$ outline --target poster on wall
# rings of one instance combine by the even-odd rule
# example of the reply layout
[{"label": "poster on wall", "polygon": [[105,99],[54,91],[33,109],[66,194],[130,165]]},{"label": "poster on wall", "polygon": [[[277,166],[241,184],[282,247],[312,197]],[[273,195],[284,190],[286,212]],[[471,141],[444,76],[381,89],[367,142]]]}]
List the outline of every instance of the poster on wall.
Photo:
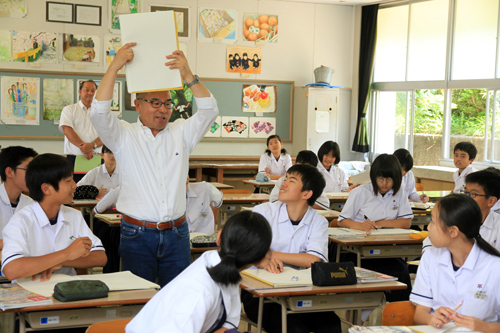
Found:
[{"label": "poster on wall", "polygon": [[234,43],[237,17],[236,10],[200,8],[198,39],[219,39],[222,42]]},{"label": "poster on wall", "polygon": [[73,79],[43,79],[43,119],[61,118],[61,111],[66,105],[74,103]]},{"label": "poster on wall", "polygon": [[222,133],[222,117],[218,116],[208,129],[205,138],[220,138]]},{"label": "poster on wall", "polygon": [[226,72],[260,74],[262,54],[260,47],[228,46]]},{"label": "poster on wall", "polygon": [[248,138],[248,117],[222,117],[223,138]]},{"label": "poster on wall", "polygon": [[99,37],[63,34],[63,59],[99,63],[101,60]]},{"label": "poster on wall", "polygon": [[10,125],[40,124],[40,79],[2,76],[1,121]]},{"label": "poster on wall", "polygon": [[57,63],[57,34],[12,31],[12,59],[17,62]]},{"label": "poster on wall", "polygon": [[277,86],[243,85],[243,112],[276,112]]},{"label": "poster on wall", "polygon": [[250,138],[265,139],[276,134],[276,118],[250,117]]},{"label": "poster on wall", "polygon": [[11,40],[9,30],[0,30],[0,61],[10,61]]},{"label": "poster on wall", "polygon": [[278,15],[243,15],[243,39],[251,42],[278,42]]}]

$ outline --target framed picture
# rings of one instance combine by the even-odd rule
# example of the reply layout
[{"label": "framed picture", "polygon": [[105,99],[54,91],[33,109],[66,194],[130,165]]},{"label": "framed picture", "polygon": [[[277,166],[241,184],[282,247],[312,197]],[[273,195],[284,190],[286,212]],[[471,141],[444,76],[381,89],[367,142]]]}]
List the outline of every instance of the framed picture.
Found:
[{"label": "framed picture", "polygon": [[151,12],[173,10],[179,37],[189,37],[189,8],[151,5]]},{"label": "framed picture", "polygon": [[47,22],[73,23],[73,4],[46,2]]},{"label": "framed picture", "polygon": [[98,25],[102,23],[102,7],[75,4],[75,23]]}]

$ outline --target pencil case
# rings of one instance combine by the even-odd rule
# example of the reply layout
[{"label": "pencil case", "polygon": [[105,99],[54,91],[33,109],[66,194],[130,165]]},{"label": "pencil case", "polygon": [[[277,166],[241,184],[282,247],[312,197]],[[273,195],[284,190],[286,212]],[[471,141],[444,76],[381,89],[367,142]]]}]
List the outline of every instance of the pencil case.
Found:
[{"label": "pencil case", "polygon": [[341,286],[356,284],[356,271],[352,262],[315,262],[311,265],[315,286]]},{"label": "pencil case", "polygon": [[54,298],[61,302],[108,297],[108,286],[98,280],[59,282],[54,286]]}]

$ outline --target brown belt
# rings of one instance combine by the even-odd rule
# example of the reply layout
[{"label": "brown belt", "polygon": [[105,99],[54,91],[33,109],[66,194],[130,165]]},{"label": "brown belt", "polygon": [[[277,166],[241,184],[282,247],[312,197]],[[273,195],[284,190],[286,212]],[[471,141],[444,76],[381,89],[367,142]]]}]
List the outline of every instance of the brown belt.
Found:
[{"label": "brown belt", "polygon": [[165,229],[172,229],[175,225],[175,227],[179,227],[184,221],[186,221],[186,215],[178,218],[175,221],[167,221],[167,222],[144,222],[141,220],[136,220],[130,216],[127,216],[125,214],[122,214],[122,218],[130,223],[130,224],[135,224],[138,226],[141,226],[144,224],[146,228],[151,228],[151,229],[158,229],[158,230],[165,230]]}]

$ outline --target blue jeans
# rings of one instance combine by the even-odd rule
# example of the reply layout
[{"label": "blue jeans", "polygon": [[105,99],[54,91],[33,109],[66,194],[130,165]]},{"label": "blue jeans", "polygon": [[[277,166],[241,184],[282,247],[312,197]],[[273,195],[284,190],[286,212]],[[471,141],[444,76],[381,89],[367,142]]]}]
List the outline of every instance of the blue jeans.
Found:
[{"label": "blue jeans", "polygon": [[120,231],[123,271],[157,282],[163,288],[191,262],[186,221],[177,228],[156,230],[122,219]]}]

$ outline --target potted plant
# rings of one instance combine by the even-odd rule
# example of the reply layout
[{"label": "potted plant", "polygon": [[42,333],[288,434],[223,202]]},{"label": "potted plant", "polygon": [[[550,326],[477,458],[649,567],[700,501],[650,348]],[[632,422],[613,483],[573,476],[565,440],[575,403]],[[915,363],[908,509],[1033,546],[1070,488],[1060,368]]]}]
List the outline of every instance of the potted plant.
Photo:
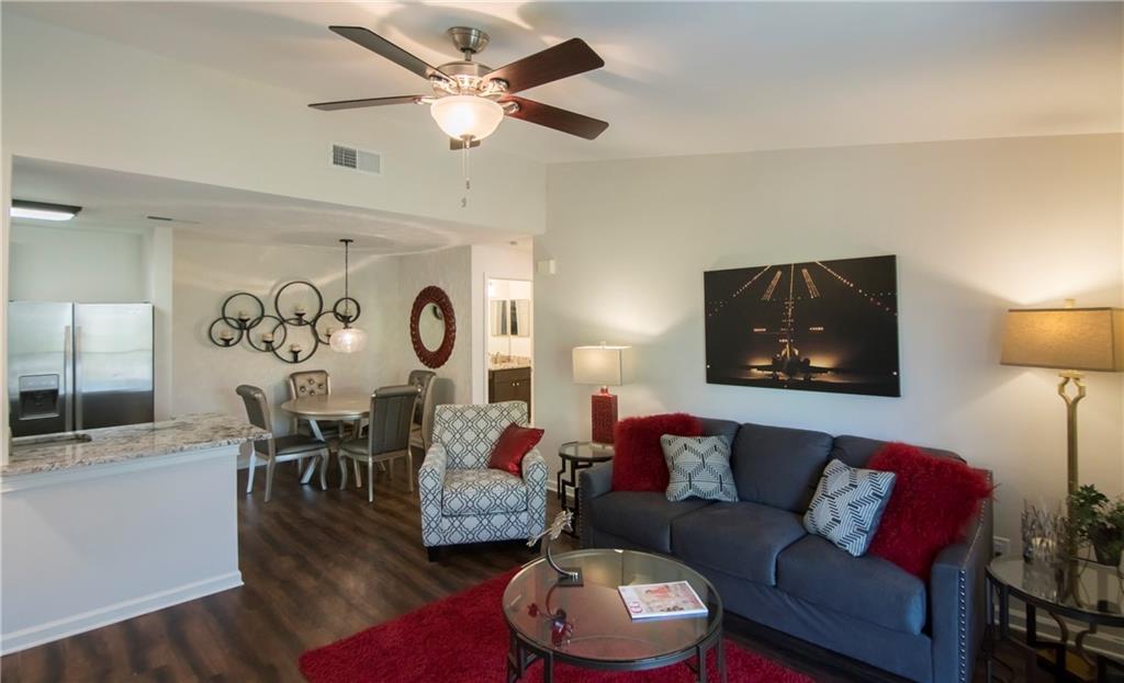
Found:
[{"label": "potted plant", "polygon": [[1086,484],[1070,495],[1073,529],[1088,541],[1097,562],[1118,567],[1124,552],[1124,498],[1116,500]]}]

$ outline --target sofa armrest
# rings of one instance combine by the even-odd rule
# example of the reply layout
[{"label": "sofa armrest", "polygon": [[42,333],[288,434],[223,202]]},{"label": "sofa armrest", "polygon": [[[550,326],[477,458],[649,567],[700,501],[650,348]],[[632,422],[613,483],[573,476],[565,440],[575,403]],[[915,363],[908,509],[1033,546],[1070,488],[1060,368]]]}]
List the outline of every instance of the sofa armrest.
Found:
[{"label": "sofa armrest", "polygon": [[418,470],[418,498],[422,502],[422,543],[426,543],[430,534],[436,534],[441,520],[441,500],[445,488],[445,447],[441,444],[429,446],[425,462]]},{"label": "sofa armrest", "polygon": [[613,490],[613,462],[598,463],[578,473],[578,535],[581,547],[590,547],[593,529],[593,499]]},{"label": "sofa armrest", "polygon": [[[988,473],[991,479],[991,473]],[[933,637],[933,682],[968,683],[984,639],[986,570],[991,561],[991,500],[980,504],[964,540],[936,556],[928,602]]]},{"label": "sofa armrest", "polygon": [[537,448],[532,448],[519,467],[527,489],[527,538],[531,538],[546,528],[546,461]]}]

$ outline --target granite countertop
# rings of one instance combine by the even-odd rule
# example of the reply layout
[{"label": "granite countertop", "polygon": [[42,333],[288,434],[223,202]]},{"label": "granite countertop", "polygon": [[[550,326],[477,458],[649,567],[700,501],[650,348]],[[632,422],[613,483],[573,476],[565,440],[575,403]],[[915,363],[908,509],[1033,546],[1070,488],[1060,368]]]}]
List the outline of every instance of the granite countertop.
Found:
[{"label": "granite countertop", "polygon": [[[84,429],[72,434],[75,439],[61,443],[57,438],[66,435],[12,439],[11,454],[8,464],[0,467],[0,476],[54,472],[234,446],[270,436],[270,432],[254,427],[244,418],[218,412],[187,415],[164,422]],[[46,440],[52,437],[55,438],[54,443]]]}]

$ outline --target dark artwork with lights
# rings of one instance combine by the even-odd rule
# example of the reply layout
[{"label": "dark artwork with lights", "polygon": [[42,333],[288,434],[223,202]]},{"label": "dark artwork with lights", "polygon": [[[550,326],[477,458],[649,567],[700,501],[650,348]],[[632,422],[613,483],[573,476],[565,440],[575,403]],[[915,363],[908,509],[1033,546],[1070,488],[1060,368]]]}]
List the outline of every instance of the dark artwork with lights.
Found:
[{"label": "dark artwork with lights", "polygon": [[706,381],[901,395],[897,257],[704,274]]}]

• Directions:
Pictures in the records should not appear in your copy, but everything else must be transcribed exactly.

• Expected output:
$ outline --target poster on wall
# rings of one instance combine by the even-odd rule
# example of the reply layout
[{"label": "poster on wall", "polygon": [[105,99],[54,91],[33,109],[66,194],[130,165]]},{"label": "poster on wall", "polygon": [[[277,166],[241,184],[282,247],[312,197]],[[273,195],[284,190],[286,212]],[[471,141],[444,76],[381,89],[367,142]]]}]
List the outline of every instance of the poster on wall.
Photo:
Found:
[{"label": "poster on wall", "polygon": [[234,43],[237,17],[236,10],[200,8],[198,39],[219,39],[222,42]]},{"label": "poster on wall", "polygon": [[73,79],[43,79],[43,119],[61,118],[61,111],[66,105],[74,103]]},{"label": "poster on wall", "polygon": [[222,133],[222,117],[218,116],[208,129],[205,138],[220,138]]},{"label": "poster on wall", "polygon": [[226,72],[260,74],[262,54],[260,47],[228,46]]},{"label": "poster on wall", "polygon": [[248,138],[248,117],[222,117],[223,138]]},{"label": "poster on wall", "polygon": [[99,37],[63,34],[63,59],[99,63],[101,60]]},{"label": "poster on wall", "polygon": [[10,125],[40,124],[40,79],[2,76],[1,121]]},{"label": "poster on wall", "polygon": [[57,63],[57,34],[12,31],[12,59],[17,62]]},{"label": "poster on wall", "polygon": [[277,86],[243,85],[243,112],[276,112]]},{"label": "poster on wall", "polygon": [[250,138],[265,139],[276,134],[276,118],[250,117]]},{"label": "poster on wall", "polygon": [[11,40],[9,30],[0,30],[0,61],[10,61]]},{"label": "poster on wall", "polygon": [[278,15],[243,15],[243,39],[251,42],[278,42]]}]

$ outline --target framed picture
# rings of one instance combine by the even-odd rule
# example of the reply layout
[{"label": "framed picture", "polygon": [[105,99],[54,91],[33,109],[66,194],[130,165]]},{"label": "framed picture", "polygon": [[[277,166],[241,184],[282,247],[312,197]],[[273,195],[284,190],[286,212]],[[471,141],[444,76],[381,89],[367,142]]]}]
List the outline of every instance of the framed picture.
Found:
[{"label": "framed picture", "polygon": [[151,12],[173,10],[179,37],[189,37],[189,8],[151,5]]},{"label": "framed picture", "polygon": [[47,22],[73,23],[73,4],[46,2]]},{"label": "framed picture", "polygon": [[98,25],[102,23],[102,7],[75,4],[75,23]]}]

$ outline --target pencil case
# rings of one instance combine by the even-odd rule
# example of the reply layout
[{"label": "pencil case", "polygon": [[105,99],[54,91],[33,109],[66,194],[130,165]]},{"label": "pencil case", "polygon": [[[277,166],[241,184],[282,247],[312,197]],[[273,195],[284,190],[286,212]],[[471,141],[444,76],[381,89],[367,142]]]}]
List the outline of every instance of the pencil case.
Found:
[{"label": "pencil case", "polygon": [[341,286],[356,284],[356,271],[352,262],[315,262],[311,265],[315,286]]},{"label": "pencil case", "polygon": [[54,298],[61,302],[108,297],[108,286],[98,280],[59,282],[54,286]]}]

$ outline --target brown belt
# rings of one instance combine by the even-odd rule
# example of the reply layout
[{"label": "brown belt", "polygon": [[105,99],[54,91],[33,109],[66,194],[130,165]]},{"label": "brown belt", "polygon": [[[277,166],[241,184],[282,247],[312,197]],[[273,195],[284,190],[286,212]],[[471,141],[444,76],[381,89],[367,142]]]}]
List the outline of every instance of the brown belt.
Found:
[{"label": "brown belt", "polygon": [[165,229],[172,229],[175,225],[175,227],[179,227],[184,221],[186,221],[186,215],[178,218],[175,221],[167,221],[167,222],[144,222],[141,220],[136,220],[130,216],[127,216],[125,214],[122,214],[122,218],[130,223],[130,224],[135,224],[138,226],[141,226],[144,224],[146,228],[151,228],[151,229],[158,229],[158,230],[165,230]]}]

$ outline --target blue jeans
# rings of one instance combine by the even-odd rule
# example of the reply layout
[{"label": "blue jeans", "polygon": [[105,99],[54,91],[33,109],[66,194],[130,165]]},{"label": "blue jeans", "polygon": [[[277,166],[241,184],[282,247],[312,197]],[[273,195],[284,190],[286,212]],[[471,141],[444,76],[381,89],[367,142]]]}]
List the outline of every instance of the blue jeans.
Found:
[{"label": "blue jeans", "polygon": [[120,231],[123,271],[157,282],[163,288],[191,262],[186,221],[177,228],[156,230],[122,219]]}]

$ outline --target potted plant
# rings of one instance combine by the even-odd rule
# example of the reply layout
[{"label": "potted plant", "polygon": [[42,333],[288,434],[223,202]]},{"label": "potted plant", "polygon": [[[550,326],[477,458],[649,567],[700,501],[650,348]],[[632,422],[613,483],[573,476],[565,440],[575,403]],[[915,363],[908,509],[1033,546],[1070,488],[1060,368]]]}]
List the outline of every instance of the potted plant.
Photo:
Found:
[{"label": "potted plant", "polygon": [[1086,484],[1070,495],[1073,529],[1088,541],[1097,562],[1118,567],[1124,552],[1124,498],[1116,500]]}]

$ outline --target sofa armrest
# rings of one instance combine by the even-odd rule
# example of the reply layout
[{"label": "sofa armrest", "polygon": [[42,333],[288,434],[223,202]]},{"label": "sofa armrest", "polygon": [[[550,326],[477,458],[649,567],[700,501],[650,348]],[[632,422],[613,483],[573,476],[565,440],[575,403]],[[915,363],[908,509],[1033,546],[1070,488],[1060,368]]]}]
List the outline of every instance of the sofa armrest.
Found:
[{"label": "sofa armrest", "polygon": [[418,470],[418,498],[422,502],[422,543],[426,543],[430,534],[436,534],[441,520],[441,500],[445,488],[445,447],[441,444],[429,446],[425,462]]},{"label": "sofa armrest", "polygon": [[613,490],[613,462],[598,463],[578,473],[578,535],[581,547],[590,547],[593,529],[593,499]]},{"label": "sofa armrest", "polygon": [[[988,473],[991,479],[991,473]],[[933,637],[933,682],[968,683],[984,639],[986,570],[991,561],[991,500],[980,504],[964,540],[936,556],[928,602]]]},{"label": "sofa armrest", "polygon": [[537,448],[532,448],[519,467],[527,489],[527,538],[531,538],[546,528],[546,461]]}]

$ outline --target granite countertop
# rings of one instance combine by the even-odd rule
# example of the reply layout
[{"label": "granite countertop", "polygon": [[42,333],[288,434],[223,202]]},{"label": "granite countertop", "polygon": [[[550,326],[477,458],[649,567],[700,501],[650,348]],[[632,422],[613,483],[573,476],[565,440],[575,403]],[[915,363],[908,509],[1033,546],[1070,488],[1060,368]]]}]
List the outline of every instance of the granite countertop.
Found:
[{"label": "granite countertop", "polygon": [[[84,429],[72,434],[75,439],[61,443],[57,438],[66,435],[12,439],[11,454],[8,464],[0,467],[0,476],[54,472],[234,446],[270,436],[270,432],[254,427],[244,418],[218,412],[187,415],[164,422]],[[46,440],[52,437],[55,438],[54,443]]]}]

$ outline --target dark artwork with lights
# rings of one instance combine by the even-odd rule
# example of the reply layout
[{"label": "dark artwork with lights", "polygon": [[42,333],[288,434],[223,202]]},{"label": "dark artwork with lights", "polygon": [[[550,326],[477,458],[649,567],[700,501],[650,348]],[[632,422],[613,483],[573,476],[565,440],[575,403]],[[915,363],[908,509],[1033,546],[1070,488],[1060,368]]]}]
List the outline of every instance of the dark artwork with lights.
Found:
[{"label": "dark artwork with lights", "polygon": [[706,381],[901,395],[897,257],[704,274]]}]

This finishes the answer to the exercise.